* Your instructions *
In the records below, take the lines starting at the one containing "Flag the chair backrest" and ending at the one containing "331, 238, 351]]". Give back only those lines, with "Flag" replaced by "Mark" and nothing else changed.

========

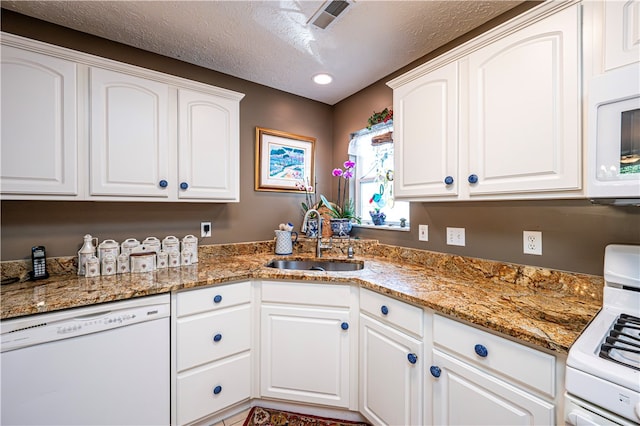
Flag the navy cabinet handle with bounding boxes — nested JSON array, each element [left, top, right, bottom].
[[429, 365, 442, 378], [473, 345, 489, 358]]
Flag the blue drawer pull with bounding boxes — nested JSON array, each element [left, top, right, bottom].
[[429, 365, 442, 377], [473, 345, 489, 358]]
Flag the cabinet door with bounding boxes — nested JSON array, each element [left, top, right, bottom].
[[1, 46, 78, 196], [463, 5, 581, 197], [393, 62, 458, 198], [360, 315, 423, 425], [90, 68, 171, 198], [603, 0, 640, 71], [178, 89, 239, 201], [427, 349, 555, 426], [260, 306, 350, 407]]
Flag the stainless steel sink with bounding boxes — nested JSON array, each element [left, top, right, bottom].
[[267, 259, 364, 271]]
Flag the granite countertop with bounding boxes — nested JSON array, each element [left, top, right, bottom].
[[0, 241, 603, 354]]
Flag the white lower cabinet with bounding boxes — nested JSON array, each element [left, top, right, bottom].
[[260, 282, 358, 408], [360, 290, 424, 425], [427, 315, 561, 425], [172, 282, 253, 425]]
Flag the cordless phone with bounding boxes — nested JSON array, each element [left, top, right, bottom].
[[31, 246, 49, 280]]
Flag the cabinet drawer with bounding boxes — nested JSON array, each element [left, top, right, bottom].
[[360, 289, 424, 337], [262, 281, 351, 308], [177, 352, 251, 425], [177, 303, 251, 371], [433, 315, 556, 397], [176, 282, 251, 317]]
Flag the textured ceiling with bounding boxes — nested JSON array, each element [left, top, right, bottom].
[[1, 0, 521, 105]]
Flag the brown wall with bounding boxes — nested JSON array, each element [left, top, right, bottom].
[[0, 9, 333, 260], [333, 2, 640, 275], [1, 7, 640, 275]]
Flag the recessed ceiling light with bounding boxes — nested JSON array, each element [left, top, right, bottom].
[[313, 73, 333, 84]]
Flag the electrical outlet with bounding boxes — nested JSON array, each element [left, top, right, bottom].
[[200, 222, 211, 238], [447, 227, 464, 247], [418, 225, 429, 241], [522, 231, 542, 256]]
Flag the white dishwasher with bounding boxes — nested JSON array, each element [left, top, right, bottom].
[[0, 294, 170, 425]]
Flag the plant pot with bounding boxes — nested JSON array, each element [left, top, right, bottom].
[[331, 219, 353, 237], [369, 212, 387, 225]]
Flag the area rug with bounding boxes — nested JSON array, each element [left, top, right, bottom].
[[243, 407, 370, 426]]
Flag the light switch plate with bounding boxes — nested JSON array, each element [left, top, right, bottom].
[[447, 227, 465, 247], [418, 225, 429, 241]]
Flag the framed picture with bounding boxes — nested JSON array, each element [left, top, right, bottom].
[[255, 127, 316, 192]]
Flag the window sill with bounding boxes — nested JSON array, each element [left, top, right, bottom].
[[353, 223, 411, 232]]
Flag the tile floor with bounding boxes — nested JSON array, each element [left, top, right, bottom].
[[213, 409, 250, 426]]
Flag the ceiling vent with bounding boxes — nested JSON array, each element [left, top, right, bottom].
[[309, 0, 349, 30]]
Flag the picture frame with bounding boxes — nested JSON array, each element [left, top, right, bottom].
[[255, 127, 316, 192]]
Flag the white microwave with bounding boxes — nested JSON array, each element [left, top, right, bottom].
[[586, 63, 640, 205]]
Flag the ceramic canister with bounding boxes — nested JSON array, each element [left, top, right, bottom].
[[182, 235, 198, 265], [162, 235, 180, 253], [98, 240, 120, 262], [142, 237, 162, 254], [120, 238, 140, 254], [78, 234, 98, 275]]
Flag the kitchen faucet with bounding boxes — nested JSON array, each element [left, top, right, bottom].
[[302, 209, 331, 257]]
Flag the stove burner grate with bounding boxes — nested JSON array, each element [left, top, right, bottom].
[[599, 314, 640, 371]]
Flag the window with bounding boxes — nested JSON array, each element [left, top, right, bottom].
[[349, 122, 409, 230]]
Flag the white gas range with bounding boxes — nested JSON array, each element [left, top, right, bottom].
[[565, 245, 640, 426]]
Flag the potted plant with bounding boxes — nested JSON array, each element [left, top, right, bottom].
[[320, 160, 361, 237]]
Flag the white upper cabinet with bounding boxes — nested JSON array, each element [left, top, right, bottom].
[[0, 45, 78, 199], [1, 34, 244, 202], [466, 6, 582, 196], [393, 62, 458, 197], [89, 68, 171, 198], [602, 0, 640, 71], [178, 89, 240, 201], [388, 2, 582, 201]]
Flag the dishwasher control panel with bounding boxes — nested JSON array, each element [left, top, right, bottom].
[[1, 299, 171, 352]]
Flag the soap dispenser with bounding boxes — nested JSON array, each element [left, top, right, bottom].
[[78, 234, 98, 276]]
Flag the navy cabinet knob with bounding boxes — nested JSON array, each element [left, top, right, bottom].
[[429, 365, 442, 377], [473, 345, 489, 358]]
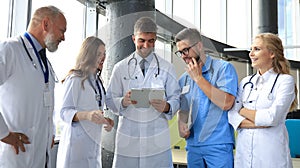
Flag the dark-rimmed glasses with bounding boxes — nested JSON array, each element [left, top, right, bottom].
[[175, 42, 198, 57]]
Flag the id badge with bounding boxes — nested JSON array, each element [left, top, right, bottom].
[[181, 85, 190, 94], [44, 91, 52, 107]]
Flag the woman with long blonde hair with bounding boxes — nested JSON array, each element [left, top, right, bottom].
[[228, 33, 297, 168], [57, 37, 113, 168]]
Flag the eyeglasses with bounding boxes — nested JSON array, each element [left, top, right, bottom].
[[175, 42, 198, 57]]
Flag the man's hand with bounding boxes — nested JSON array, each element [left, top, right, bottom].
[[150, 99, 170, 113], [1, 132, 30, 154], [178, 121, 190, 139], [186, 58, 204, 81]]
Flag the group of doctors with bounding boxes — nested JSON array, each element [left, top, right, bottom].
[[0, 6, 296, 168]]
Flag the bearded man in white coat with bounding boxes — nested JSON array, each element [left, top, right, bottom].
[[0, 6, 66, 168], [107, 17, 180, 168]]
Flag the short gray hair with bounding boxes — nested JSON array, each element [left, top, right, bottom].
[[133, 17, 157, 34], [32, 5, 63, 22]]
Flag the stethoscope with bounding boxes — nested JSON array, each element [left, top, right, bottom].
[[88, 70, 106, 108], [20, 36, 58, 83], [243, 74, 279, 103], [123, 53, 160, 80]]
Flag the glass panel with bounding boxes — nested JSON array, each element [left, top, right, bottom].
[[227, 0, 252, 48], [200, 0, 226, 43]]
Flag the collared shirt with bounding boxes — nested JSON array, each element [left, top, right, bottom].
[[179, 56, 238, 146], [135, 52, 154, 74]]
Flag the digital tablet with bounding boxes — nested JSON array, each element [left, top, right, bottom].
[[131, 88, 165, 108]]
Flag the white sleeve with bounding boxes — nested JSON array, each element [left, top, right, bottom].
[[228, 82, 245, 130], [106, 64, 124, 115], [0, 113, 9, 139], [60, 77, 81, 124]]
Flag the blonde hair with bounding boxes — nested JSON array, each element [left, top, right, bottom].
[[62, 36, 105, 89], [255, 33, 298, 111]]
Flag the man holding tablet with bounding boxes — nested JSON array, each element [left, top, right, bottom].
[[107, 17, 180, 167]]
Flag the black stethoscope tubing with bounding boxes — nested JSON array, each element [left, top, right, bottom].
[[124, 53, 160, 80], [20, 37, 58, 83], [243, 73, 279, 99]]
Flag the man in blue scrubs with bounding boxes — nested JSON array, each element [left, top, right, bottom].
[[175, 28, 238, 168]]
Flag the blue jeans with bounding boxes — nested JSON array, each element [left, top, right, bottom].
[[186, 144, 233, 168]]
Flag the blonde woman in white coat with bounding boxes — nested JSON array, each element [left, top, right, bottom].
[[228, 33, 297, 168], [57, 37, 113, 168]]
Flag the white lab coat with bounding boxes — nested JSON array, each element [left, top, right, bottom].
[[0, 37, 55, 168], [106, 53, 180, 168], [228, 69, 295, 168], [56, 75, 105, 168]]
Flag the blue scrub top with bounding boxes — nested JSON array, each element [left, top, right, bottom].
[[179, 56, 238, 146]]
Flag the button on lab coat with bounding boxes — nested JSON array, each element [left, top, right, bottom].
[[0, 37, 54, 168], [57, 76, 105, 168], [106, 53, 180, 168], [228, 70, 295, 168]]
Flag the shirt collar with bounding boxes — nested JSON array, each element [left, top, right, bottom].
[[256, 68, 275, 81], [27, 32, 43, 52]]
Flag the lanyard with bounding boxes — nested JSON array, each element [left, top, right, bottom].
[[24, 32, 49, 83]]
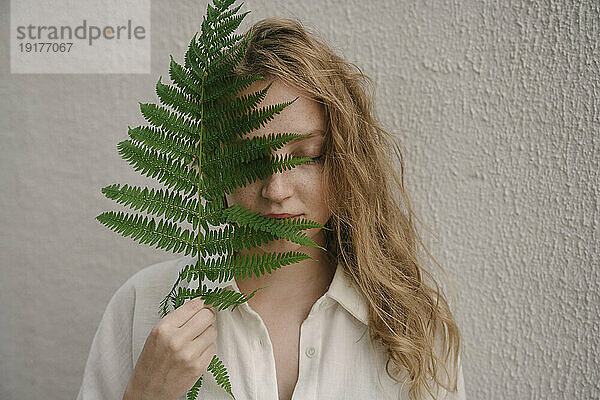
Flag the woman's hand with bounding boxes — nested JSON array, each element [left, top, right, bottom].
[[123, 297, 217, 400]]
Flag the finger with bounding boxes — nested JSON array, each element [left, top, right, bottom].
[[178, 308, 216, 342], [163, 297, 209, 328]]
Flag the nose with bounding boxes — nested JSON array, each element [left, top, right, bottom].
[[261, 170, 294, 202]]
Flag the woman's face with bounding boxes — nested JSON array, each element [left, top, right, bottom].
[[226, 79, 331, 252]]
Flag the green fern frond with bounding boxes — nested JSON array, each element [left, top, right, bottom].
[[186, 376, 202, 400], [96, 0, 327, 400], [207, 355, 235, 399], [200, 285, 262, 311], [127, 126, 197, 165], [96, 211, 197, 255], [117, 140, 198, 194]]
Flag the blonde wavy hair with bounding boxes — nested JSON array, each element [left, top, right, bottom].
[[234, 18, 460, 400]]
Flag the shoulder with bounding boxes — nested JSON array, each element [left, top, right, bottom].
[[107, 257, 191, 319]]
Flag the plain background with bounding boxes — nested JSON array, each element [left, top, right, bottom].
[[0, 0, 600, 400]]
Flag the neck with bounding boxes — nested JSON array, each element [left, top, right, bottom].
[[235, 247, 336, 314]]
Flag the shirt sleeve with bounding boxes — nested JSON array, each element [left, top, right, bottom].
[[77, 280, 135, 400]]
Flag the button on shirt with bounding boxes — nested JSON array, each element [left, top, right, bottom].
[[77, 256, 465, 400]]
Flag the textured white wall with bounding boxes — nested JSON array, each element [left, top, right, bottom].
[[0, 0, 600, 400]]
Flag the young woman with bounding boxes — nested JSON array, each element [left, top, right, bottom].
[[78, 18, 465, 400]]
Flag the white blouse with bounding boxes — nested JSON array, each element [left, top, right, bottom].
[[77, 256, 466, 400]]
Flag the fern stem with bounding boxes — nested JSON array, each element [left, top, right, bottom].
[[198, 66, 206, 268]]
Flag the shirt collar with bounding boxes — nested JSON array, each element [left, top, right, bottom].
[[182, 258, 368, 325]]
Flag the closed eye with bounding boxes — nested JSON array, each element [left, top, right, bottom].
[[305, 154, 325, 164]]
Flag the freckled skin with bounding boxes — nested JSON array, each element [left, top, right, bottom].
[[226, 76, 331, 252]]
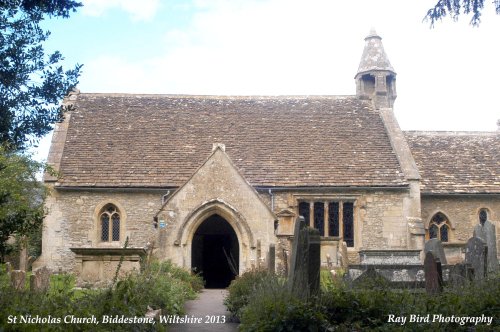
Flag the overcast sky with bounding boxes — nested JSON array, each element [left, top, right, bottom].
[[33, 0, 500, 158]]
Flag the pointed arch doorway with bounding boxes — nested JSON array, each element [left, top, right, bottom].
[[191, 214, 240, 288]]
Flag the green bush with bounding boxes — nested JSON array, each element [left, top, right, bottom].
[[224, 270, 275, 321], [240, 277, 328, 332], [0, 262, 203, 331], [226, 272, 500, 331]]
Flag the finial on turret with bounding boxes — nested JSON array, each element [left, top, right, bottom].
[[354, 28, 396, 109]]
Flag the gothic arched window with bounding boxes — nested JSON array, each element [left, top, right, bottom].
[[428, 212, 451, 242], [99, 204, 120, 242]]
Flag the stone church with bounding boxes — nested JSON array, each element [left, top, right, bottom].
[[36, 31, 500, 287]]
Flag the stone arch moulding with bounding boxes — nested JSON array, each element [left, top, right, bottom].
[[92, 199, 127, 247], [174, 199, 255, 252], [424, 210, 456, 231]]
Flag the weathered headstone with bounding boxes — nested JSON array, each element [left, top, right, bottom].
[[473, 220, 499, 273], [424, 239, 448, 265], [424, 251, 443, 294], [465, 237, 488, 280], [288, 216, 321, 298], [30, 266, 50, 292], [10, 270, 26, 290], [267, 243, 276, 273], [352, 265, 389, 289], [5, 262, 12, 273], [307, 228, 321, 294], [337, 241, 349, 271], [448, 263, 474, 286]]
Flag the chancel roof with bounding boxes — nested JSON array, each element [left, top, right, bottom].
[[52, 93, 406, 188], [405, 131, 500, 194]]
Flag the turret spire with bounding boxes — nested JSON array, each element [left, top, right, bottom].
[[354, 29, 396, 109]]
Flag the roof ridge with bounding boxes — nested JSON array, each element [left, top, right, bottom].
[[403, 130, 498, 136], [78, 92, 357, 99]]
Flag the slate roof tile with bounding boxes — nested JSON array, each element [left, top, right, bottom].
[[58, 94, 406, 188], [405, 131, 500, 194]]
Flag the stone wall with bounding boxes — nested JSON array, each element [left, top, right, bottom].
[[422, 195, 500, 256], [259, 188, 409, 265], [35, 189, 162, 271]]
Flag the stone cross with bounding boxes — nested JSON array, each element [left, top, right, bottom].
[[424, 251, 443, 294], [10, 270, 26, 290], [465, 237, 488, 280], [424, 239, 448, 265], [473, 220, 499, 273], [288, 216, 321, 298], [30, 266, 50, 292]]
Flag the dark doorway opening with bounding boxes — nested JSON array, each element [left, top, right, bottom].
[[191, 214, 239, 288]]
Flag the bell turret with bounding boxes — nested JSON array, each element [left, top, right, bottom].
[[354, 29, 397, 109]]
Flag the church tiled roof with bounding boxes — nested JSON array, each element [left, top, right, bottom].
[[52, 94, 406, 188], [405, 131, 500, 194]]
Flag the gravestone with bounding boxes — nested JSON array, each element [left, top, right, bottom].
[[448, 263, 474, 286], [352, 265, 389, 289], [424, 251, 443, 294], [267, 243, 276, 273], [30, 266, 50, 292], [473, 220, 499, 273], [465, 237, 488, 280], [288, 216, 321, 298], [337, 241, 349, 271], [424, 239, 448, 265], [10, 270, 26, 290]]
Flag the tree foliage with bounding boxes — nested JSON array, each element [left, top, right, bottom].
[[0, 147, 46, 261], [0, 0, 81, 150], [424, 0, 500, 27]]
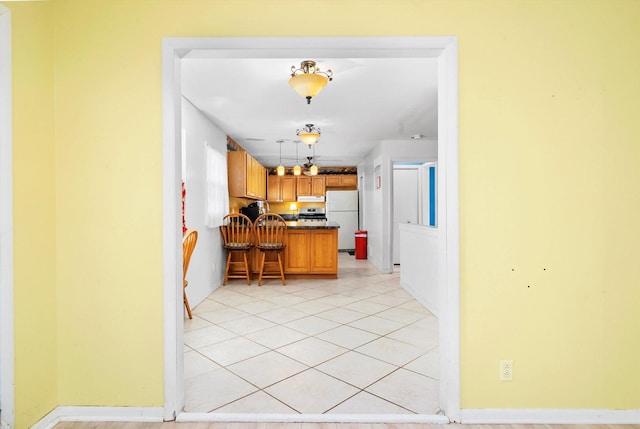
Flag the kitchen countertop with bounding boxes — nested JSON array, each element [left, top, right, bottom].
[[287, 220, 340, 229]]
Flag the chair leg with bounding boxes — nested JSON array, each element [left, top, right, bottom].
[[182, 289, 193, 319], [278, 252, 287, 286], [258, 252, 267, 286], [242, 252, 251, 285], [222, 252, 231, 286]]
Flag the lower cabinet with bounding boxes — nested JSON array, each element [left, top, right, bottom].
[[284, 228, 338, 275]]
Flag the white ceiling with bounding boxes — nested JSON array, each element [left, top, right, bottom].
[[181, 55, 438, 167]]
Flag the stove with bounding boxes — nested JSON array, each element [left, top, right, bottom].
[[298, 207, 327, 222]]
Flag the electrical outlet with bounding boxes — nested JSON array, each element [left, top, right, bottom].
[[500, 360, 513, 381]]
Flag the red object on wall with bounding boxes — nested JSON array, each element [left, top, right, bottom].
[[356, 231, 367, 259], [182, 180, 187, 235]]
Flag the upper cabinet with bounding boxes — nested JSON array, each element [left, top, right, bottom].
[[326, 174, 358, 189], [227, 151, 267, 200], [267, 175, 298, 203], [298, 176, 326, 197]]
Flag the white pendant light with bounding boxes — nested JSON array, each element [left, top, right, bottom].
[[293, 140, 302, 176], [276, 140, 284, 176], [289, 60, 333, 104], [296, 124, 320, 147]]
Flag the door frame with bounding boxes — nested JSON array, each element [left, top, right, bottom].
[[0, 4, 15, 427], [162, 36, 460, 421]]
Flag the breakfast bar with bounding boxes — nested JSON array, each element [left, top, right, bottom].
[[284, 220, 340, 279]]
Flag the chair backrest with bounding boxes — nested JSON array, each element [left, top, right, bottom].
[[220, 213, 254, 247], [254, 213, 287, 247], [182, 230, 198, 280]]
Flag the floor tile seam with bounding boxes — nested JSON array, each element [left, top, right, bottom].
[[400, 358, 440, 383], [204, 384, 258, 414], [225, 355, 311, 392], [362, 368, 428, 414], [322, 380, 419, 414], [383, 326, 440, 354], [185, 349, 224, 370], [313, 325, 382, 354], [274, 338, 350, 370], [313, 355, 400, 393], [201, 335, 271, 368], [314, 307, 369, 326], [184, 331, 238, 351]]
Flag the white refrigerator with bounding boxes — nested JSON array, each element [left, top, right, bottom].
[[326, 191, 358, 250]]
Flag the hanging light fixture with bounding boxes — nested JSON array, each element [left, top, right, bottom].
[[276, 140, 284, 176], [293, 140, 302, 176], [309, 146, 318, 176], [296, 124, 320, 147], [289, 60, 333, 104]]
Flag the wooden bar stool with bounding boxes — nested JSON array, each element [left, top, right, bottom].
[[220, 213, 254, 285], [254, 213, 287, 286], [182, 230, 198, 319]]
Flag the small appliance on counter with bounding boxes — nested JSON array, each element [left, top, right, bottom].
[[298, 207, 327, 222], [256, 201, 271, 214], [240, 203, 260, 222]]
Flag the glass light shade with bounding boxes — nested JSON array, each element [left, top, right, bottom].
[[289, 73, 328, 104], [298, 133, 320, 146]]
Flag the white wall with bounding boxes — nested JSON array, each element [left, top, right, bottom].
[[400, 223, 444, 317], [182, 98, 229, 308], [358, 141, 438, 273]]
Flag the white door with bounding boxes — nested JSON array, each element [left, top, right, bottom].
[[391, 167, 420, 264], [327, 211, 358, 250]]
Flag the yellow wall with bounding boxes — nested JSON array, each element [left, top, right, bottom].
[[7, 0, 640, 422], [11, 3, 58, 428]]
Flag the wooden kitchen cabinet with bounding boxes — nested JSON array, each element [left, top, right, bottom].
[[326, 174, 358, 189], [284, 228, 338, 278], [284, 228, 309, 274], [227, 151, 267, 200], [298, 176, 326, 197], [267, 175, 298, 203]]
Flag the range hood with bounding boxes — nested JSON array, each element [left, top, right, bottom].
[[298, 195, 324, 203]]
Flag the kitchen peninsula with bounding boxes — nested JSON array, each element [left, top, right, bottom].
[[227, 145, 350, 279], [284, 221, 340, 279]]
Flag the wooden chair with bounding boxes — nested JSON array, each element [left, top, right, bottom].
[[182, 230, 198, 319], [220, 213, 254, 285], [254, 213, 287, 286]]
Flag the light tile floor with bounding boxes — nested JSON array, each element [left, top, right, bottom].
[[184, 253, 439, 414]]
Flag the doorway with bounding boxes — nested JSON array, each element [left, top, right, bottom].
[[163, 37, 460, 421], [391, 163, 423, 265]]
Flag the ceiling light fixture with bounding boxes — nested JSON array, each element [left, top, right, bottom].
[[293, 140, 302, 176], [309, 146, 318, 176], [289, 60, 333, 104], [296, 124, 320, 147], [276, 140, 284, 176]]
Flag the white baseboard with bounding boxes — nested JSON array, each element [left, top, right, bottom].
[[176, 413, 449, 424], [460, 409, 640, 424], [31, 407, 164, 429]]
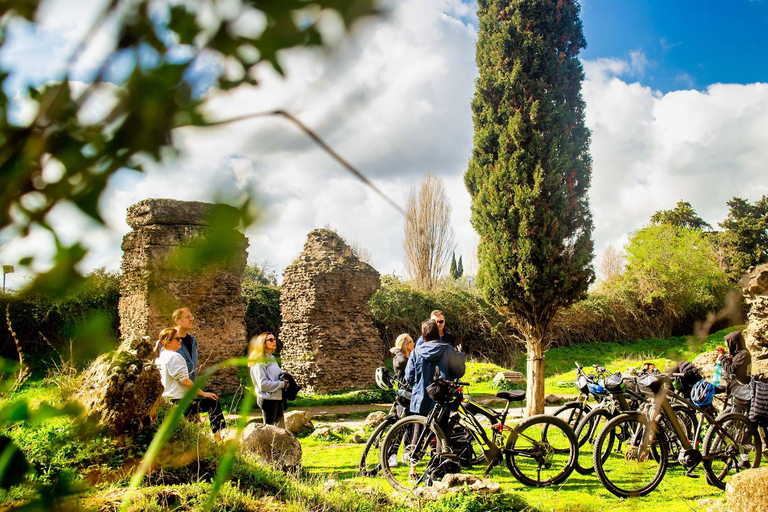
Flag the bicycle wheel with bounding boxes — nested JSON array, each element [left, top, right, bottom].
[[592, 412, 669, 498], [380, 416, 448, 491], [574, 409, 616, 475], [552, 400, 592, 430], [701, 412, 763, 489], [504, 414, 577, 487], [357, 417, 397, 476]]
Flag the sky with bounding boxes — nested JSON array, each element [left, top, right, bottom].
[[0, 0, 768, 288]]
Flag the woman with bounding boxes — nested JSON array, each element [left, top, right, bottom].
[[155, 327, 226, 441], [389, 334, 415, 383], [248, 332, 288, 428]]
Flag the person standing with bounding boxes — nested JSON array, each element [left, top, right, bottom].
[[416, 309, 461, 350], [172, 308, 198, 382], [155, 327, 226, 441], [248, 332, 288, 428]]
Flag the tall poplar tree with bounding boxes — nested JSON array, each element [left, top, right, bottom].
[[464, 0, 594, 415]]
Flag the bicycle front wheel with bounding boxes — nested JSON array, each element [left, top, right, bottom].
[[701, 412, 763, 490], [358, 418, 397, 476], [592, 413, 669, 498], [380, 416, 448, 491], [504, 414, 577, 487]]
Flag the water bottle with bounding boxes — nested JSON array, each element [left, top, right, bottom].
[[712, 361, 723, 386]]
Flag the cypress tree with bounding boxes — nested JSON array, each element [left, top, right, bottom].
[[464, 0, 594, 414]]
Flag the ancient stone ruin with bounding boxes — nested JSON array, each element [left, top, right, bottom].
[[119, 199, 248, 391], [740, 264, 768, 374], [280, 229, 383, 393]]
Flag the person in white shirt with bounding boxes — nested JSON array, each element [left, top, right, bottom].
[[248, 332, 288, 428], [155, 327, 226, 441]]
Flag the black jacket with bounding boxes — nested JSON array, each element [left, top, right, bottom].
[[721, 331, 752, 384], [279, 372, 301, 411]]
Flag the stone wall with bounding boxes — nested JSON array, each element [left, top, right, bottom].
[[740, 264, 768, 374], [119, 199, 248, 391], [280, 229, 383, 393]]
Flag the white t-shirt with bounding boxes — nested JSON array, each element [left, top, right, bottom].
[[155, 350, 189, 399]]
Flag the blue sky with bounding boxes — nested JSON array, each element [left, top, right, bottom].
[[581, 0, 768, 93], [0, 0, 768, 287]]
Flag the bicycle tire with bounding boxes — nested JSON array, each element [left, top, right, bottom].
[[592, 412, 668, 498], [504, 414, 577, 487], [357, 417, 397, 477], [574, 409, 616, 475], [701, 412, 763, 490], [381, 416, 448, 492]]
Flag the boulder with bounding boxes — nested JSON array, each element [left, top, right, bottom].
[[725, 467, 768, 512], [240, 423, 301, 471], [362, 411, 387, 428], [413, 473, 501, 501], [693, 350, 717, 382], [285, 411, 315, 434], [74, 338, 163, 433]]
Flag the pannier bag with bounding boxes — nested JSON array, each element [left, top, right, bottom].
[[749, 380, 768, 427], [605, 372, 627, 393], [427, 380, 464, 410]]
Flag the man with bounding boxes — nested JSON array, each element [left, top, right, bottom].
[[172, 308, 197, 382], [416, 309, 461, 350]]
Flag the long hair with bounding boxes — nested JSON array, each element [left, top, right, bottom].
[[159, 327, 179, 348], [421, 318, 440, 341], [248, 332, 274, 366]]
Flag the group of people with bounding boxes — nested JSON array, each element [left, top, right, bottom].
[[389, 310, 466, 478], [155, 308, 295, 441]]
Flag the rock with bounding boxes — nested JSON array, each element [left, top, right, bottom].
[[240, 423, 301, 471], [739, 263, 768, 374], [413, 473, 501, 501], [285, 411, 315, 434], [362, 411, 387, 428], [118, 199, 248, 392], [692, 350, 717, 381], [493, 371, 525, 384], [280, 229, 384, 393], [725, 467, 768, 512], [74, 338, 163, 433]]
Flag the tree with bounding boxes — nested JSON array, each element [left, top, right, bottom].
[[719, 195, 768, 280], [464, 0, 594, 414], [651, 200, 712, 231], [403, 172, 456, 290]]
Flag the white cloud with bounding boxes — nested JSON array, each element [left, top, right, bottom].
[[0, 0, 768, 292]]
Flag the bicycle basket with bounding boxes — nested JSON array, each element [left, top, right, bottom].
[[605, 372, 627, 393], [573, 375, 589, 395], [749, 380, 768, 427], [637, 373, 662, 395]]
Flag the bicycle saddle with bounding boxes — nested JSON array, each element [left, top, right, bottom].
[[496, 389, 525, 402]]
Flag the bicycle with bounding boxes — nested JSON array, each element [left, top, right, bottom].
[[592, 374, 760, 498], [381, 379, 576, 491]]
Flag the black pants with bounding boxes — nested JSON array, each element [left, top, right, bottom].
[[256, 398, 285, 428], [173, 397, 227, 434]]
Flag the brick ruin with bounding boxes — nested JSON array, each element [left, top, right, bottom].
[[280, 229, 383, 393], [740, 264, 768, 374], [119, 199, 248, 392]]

========

* Answer to this problem *
Mark the chair backrest with bounding boxes — nested JSON array, each element [left, top, right, bottom].
[[220, 213, 254, 247], [254, 213, 287, 247], [182, 230, 198, 280]]
Mark the floor tile seam with bounding boxes — nested JSON array, each element [left, top, right, bottom].
[[400, 358, 440, 383], [204, 384, 258, 414], [225, 355, 311, 392], [362, 368, 428, 414], [322, 380, 419, 414], [383, 326, 440, 354], [185, 349, 224, 370], [313, 325, 382, 354], [274, 338, 350, 370], [313, 355, 400, 393], [201, 335, 271, 368], [314, 307, 369, 326], [184, 331, 238, 351]]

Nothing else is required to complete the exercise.